▽

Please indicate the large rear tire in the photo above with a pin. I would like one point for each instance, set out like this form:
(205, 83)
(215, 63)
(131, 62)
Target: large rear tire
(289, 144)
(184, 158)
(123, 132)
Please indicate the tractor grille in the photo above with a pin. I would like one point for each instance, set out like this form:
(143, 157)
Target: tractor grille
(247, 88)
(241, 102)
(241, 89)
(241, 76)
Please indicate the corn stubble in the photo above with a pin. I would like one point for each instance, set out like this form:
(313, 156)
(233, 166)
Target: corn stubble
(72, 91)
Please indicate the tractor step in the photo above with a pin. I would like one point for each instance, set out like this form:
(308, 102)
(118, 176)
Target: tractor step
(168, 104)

△
▽

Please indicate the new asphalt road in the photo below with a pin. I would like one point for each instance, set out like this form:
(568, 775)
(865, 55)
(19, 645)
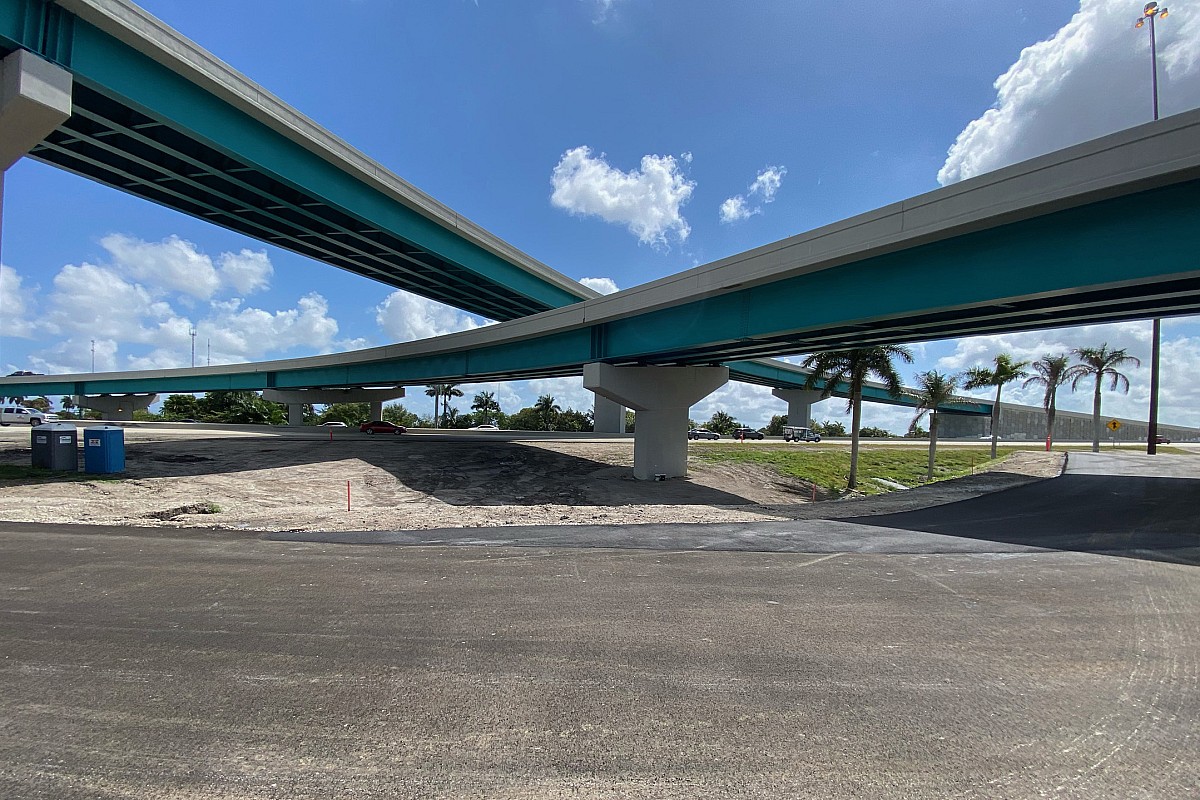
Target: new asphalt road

△

The number of lines above where the word "road" occurs, and only that number, is the answer.

2